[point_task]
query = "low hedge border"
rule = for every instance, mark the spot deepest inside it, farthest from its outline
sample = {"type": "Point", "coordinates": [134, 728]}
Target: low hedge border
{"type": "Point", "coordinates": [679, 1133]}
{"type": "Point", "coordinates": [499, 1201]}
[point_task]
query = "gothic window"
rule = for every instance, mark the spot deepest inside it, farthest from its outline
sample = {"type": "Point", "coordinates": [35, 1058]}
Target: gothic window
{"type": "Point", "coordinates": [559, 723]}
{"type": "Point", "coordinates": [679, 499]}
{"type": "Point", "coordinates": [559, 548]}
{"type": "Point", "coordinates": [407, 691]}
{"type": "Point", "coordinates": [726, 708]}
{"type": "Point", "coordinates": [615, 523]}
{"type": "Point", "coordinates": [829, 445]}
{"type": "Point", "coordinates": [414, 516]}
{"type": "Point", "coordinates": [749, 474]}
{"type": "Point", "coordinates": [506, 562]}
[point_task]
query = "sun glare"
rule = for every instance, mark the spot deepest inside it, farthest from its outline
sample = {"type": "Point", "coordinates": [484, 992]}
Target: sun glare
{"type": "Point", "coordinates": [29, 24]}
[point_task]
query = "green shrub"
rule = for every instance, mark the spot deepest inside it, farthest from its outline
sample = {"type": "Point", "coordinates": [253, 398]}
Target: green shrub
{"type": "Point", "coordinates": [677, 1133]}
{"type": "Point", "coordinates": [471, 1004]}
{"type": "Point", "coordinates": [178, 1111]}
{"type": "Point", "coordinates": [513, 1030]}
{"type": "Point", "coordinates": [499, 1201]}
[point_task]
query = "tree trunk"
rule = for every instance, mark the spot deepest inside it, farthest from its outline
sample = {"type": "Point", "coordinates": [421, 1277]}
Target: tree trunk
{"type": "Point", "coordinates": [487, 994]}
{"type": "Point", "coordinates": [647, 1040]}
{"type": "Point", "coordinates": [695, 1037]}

## Given exercise
Please reproduce each line exactly as written.

## Solution to this task
[point_task]
query = "low hedge border"
rule = for every instance, mark the spot deepest inside it, farthest from its outline
sample = {"type": "Point", "coordinates": [134, 728]}
Target: low hedge border
{"type": "Point", "coordinates": [679, 1133]}
{"type": "Point", "coordinates": [499, 1201]}
[point_task]
query = "gothic window"
rule = for every instance, mark the spot deepest inside it, farthest from its outline
sample = {"type": "Point", "coordinates": [35, 1058]}
Target: gothic window
{"type": "Point", "coordinates": [559, 723]}
{"type": "Point", "coordinates": [679, 499]}
{"type": "Point", "coordinates": [559, 548]}
{"type": "Point", "coordinates": [407, 691]}
{"type": "Point", "coordinates": [726, 708]}
{"type": "Point", "coordinates": [615, 523]}
{"type": "Point", "coordinates": [829, 445]}
{"type": "Point", "coordinates": [414, 516]}
{"type": "Point", "coordinates": [749, 474]}
{"type": "Point", "coordinates": [506, 562]}
[point_task]
query = "sun glare"
rule = for every instance, mark the spot deepest inside it, farthest from its outline
sample = {"type": "Point", "coordinates": [484, 992]}
Target: sun glare
{"type": "Point", "coordinates": [29, 24]}
[point_task]
query = "green shrub"
rule = for every instance, mark the spot deepest inside it, farthest from its outline
sample = {"type": "Point", "coordinates": [253, 398]}
Target: green shrub
{"type": "Point", "coordinates": [677, 1133]}
{"type": "Point", "coordinates": [471, 1004]}
{"type": "Point", "coordinates": [178, 1111]}
{"type": "Point", "coordinates": [513, 1030]}
{"type": "Point", "coordinates": [499, 1201]}
[point_task]
query = "tree trunk"
rule = for every instance, mark the spot deepest inside it, farthest from its outline
sample = {"type": "Point", "coordinates": [421, 1277]}
Target: tree trunk
{"type": "Point", "coordinates": [487, 994]}
{"type": "Point", "coordinates": [647, 1040]}
{"type": "Point", "coordinates": [695, 1037]}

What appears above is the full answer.